• Problem details:
Extract every line of the records that contains the string "balcony", matching case exactly.

• Data shown:
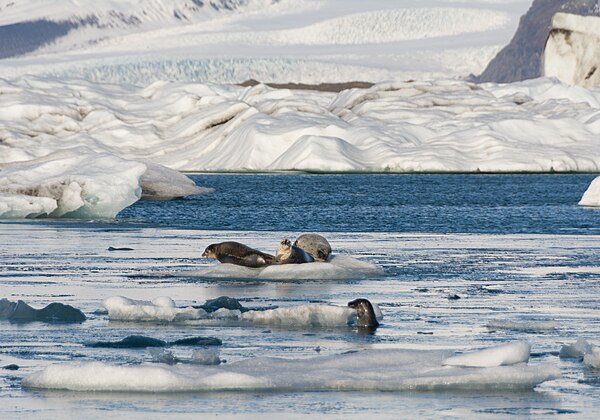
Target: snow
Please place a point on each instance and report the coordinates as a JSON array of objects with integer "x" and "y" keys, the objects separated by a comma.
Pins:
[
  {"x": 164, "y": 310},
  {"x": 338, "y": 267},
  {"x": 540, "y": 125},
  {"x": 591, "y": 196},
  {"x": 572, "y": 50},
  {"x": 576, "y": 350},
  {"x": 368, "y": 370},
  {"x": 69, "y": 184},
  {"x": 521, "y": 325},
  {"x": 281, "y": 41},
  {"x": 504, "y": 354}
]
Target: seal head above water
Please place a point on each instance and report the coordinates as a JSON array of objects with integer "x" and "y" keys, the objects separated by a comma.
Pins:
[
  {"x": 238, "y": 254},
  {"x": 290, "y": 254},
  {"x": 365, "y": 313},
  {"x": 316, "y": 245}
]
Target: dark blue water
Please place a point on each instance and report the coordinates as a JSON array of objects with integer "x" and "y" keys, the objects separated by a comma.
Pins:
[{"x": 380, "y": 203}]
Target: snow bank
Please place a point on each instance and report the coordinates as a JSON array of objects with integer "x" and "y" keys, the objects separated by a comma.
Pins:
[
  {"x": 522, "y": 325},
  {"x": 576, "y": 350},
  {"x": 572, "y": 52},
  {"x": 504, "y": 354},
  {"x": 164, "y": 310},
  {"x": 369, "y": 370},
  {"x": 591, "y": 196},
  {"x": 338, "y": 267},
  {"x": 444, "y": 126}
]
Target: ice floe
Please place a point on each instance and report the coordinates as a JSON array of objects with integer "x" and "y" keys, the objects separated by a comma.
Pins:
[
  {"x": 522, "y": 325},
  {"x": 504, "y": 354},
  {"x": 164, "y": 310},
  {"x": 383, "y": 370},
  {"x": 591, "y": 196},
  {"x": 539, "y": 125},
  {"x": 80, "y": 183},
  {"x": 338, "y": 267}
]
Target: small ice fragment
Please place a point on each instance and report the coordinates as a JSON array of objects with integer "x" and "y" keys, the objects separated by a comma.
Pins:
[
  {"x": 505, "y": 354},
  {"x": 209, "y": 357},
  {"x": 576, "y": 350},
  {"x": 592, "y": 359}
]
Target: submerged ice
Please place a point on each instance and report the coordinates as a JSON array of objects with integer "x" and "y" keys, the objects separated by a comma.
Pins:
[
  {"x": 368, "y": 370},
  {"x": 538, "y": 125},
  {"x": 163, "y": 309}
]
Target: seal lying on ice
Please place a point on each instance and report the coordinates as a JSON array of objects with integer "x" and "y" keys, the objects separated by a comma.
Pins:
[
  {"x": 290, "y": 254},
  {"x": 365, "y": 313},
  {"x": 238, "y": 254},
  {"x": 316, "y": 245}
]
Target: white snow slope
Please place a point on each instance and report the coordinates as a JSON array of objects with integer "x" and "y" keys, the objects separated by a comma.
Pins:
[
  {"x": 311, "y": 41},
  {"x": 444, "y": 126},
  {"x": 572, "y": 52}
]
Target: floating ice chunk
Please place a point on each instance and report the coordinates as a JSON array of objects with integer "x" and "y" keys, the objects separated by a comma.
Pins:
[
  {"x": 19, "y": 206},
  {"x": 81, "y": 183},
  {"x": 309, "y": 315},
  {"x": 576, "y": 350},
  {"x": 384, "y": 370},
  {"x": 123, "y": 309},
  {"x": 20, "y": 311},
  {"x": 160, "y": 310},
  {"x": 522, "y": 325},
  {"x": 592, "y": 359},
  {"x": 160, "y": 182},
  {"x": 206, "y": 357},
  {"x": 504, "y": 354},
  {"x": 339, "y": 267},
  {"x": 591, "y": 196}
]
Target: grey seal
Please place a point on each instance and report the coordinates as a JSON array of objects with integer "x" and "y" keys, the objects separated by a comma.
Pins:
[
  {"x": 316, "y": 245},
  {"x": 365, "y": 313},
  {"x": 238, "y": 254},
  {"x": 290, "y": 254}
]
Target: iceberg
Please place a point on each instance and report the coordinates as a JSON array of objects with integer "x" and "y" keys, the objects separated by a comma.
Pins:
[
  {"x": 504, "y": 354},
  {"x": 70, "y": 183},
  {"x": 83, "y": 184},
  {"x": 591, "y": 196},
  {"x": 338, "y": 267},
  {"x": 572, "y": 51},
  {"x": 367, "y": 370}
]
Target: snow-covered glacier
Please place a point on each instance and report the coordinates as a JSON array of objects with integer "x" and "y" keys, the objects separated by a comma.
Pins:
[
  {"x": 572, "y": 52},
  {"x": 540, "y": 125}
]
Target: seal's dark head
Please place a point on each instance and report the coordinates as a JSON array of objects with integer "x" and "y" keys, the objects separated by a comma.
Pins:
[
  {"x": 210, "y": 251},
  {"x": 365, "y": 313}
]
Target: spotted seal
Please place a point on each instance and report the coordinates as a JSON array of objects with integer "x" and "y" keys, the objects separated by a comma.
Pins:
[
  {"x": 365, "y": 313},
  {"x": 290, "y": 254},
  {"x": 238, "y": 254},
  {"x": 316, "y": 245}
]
...
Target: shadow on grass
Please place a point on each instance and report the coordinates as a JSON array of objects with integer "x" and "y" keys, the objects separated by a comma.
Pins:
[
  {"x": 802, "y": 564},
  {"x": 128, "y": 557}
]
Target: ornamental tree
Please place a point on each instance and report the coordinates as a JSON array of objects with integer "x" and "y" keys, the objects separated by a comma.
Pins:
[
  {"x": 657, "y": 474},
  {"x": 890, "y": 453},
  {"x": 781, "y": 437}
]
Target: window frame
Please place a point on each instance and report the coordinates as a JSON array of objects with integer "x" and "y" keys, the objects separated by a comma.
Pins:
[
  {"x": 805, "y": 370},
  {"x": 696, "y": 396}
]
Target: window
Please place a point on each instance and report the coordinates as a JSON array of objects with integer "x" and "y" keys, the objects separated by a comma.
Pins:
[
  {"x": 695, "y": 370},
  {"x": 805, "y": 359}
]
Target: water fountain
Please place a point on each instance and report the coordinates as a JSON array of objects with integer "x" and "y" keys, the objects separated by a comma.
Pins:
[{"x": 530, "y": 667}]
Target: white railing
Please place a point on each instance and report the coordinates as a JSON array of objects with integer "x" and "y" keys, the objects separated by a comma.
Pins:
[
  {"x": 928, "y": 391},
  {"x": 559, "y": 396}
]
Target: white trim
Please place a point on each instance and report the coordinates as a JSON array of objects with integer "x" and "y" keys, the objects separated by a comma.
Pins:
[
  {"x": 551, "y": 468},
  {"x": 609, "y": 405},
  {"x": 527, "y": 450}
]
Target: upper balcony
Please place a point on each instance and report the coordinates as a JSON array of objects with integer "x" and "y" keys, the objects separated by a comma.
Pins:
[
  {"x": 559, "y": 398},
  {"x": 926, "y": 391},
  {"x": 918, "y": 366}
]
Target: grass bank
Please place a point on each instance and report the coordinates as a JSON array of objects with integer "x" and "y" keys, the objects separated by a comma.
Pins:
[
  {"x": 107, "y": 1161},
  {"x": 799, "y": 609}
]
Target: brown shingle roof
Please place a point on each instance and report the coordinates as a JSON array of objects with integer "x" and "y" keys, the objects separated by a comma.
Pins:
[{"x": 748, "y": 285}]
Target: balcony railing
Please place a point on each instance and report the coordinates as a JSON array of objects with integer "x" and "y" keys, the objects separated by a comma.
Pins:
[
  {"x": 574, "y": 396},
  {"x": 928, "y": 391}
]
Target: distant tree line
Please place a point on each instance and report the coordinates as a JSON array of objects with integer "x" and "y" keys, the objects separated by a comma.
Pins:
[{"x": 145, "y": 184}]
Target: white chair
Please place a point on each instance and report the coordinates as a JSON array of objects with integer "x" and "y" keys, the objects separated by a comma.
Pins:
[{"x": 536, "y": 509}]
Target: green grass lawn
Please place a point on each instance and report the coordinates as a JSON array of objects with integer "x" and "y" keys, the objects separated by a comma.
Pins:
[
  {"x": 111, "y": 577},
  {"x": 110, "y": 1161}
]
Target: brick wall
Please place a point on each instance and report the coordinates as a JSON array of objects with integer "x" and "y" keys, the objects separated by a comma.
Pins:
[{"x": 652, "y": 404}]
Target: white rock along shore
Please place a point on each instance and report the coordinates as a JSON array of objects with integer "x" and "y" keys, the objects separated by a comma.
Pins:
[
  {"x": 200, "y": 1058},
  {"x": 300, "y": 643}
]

• In response:
Target: upper balcony
Target: balcony railing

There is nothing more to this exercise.